#### OBJECTIVE
Copy out every line of the items below that contains the word "face".
++++ ENTRIES SHOWN ++++
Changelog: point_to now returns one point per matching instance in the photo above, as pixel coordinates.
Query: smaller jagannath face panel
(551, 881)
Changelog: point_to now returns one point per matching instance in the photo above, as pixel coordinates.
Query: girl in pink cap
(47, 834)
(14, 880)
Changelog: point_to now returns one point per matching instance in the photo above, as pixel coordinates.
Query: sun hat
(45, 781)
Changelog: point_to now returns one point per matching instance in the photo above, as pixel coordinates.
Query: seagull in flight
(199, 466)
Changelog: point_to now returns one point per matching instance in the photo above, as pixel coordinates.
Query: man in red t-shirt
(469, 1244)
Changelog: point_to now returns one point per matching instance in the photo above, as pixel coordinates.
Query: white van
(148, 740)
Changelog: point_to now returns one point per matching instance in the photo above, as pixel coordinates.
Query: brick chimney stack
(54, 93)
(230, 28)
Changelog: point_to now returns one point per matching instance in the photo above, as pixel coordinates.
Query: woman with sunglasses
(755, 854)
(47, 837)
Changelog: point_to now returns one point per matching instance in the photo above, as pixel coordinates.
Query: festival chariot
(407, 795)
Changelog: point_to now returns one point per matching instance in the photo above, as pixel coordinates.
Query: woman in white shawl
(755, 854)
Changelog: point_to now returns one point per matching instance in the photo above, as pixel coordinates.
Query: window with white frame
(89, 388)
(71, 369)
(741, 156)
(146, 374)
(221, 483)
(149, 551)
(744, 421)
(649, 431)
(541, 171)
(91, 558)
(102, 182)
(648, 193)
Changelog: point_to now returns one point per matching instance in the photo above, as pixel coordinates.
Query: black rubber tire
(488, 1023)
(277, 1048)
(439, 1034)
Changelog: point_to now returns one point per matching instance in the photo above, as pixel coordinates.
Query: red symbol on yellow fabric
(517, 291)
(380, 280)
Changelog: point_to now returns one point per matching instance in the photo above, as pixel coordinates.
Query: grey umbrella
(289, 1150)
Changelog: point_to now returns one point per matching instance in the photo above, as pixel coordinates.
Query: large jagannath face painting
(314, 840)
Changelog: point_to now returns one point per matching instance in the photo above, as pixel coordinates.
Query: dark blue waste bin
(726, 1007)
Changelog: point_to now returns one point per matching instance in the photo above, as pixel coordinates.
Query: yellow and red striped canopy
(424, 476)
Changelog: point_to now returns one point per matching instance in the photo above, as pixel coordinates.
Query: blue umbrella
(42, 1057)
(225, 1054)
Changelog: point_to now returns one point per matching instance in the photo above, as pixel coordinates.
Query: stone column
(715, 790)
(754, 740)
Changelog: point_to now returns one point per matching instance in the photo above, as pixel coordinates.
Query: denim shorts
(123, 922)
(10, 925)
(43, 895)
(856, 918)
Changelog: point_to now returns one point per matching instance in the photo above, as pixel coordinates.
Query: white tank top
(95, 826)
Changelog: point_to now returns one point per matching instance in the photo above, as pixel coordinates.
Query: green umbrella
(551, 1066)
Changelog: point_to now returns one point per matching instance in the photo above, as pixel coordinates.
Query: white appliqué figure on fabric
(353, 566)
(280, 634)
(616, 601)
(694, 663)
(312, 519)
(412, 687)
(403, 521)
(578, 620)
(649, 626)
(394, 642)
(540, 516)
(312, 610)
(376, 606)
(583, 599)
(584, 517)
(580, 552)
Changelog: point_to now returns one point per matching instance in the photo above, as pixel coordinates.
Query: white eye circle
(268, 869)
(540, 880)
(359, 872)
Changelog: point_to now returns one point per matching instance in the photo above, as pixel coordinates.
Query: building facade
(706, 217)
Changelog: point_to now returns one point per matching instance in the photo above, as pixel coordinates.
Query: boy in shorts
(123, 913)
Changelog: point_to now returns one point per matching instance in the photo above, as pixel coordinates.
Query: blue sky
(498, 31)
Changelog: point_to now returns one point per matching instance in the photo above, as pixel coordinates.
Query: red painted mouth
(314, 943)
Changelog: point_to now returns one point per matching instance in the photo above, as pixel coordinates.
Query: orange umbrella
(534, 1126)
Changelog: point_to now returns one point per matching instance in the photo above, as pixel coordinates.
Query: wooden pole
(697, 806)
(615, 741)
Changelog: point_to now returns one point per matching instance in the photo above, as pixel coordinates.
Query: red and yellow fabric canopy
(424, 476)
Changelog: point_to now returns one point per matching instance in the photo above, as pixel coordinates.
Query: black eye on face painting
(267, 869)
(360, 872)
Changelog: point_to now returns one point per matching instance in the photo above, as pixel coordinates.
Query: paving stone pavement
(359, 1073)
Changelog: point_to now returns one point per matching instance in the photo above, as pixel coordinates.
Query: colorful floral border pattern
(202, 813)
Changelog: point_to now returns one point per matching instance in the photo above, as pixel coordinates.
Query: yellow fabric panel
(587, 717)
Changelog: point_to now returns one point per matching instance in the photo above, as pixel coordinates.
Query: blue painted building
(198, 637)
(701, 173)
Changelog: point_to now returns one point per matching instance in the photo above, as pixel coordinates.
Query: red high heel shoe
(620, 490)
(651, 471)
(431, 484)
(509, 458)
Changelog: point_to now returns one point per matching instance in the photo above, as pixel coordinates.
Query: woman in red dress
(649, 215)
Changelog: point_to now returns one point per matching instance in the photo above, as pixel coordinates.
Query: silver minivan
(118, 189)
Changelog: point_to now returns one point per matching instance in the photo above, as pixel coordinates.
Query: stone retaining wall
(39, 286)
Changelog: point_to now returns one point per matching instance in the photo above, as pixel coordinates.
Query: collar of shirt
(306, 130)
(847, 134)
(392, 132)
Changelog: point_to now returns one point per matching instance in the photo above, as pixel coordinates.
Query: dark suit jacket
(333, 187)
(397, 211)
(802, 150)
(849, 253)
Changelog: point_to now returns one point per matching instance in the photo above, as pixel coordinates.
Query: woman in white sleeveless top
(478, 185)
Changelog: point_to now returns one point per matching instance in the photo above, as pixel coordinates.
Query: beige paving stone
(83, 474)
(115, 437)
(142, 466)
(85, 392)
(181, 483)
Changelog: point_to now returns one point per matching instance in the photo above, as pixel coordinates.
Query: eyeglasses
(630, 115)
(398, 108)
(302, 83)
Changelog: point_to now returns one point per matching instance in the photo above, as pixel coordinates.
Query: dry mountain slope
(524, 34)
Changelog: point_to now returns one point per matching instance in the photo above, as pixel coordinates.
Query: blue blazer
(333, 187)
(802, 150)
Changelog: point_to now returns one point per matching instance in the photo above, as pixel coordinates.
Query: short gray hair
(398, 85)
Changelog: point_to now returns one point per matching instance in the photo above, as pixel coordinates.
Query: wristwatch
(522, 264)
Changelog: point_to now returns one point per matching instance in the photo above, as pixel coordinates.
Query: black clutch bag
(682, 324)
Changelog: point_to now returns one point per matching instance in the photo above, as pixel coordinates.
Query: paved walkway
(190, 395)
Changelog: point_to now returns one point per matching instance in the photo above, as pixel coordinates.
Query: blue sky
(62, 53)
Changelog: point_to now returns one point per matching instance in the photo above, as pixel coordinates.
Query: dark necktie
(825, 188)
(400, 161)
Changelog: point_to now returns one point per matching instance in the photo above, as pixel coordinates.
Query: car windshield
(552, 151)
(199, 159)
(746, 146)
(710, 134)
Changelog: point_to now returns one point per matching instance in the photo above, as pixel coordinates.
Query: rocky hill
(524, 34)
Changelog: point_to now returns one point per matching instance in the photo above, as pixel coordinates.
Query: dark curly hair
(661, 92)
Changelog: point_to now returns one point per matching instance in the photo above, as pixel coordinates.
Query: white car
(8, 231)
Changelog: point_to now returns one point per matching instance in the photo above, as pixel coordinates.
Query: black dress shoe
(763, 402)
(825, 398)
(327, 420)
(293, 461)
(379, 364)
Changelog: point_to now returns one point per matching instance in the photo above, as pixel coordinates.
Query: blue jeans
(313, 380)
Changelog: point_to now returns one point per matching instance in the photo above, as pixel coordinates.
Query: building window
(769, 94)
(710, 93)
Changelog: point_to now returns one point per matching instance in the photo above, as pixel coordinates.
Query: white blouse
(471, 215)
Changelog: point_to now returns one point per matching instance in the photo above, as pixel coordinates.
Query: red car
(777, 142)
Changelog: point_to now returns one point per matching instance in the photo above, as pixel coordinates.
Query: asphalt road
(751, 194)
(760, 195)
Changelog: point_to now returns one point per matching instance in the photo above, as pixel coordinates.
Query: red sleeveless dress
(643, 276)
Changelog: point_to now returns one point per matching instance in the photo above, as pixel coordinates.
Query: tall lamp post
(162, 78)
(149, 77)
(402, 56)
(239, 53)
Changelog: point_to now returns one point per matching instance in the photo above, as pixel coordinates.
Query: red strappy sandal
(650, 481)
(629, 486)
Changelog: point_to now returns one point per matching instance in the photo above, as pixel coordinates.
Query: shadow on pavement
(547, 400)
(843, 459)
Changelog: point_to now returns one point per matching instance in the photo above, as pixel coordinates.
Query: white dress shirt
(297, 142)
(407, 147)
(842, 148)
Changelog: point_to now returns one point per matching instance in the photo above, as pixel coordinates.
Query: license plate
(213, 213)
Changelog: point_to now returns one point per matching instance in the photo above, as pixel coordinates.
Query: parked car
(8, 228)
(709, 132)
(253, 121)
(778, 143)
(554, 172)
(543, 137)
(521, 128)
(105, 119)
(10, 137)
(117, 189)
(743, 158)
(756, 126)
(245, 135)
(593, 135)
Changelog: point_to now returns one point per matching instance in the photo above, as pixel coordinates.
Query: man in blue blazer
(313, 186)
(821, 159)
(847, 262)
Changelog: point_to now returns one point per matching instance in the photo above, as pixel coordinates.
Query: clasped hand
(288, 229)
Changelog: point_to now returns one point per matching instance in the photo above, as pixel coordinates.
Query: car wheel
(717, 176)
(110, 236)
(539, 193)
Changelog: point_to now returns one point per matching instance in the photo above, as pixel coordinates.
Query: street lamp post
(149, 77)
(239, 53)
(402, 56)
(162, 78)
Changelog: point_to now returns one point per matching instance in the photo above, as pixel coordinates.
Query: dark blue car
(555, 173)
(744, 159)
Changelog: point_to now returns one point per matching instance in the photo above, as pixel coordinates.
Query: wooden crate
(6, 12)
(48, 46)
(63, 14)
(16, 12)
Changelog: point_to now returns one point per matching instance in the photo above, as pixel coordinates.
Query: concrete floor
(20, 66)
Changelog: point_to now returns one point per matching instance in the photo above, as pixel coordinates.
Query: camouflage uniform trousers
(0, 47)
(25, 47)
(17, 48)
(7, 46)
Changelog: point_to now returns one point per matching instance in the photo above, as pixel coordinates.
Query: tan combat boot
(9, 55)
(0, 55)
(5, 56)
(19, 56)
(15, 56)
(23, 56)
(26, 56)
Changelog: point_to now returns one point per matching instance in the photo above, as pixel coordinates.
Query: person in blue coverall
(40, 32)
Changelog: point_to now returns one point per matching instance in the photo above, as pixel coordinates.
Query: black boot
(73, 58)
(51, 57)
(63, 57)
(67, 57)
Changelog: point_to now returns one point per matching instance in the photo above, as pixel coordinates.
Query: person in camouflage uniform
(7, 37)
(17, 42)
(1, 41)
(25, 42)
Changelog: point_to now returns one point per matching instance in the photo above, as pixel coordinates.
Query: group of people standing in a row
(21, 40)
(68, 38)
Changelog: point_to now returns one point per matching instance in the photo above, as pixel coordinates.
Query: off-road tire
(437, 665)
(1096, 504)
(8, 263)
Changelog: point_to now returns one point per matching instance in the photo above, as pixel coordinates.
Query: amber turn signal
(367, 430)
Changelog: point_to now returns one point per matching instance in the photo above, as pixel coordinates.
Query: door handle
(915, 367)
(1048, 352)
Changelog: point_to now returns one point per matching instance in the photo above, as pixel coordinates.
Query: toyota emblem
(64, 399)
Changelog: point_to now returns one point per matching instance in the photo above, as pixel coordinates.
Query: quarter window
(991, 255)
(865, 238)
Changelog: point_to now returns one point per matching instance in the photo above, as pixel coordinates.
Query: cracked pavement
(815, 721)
++++
#### ANSWER FOR THIS EXERCISE
Query: smaller jagannath face panel
Query: large jagannath face painting
Query: black eye on face painting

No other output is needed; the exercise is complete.